## About this task
Whatever the records say, give every one of them again exactly.

## Source records

┄┄┄┄┄┄

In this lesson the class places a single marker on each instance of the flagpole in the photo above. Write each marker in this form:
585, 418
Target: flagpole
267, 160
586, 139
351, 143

┄┄┄┄┄┄

## Answer for this exercise
In this lesson the class places a single marker on each instance of the flagpole in the photo above. Write each marker in this form:
585, 418
Target: flagpole
267, 160
586, 139
351, 143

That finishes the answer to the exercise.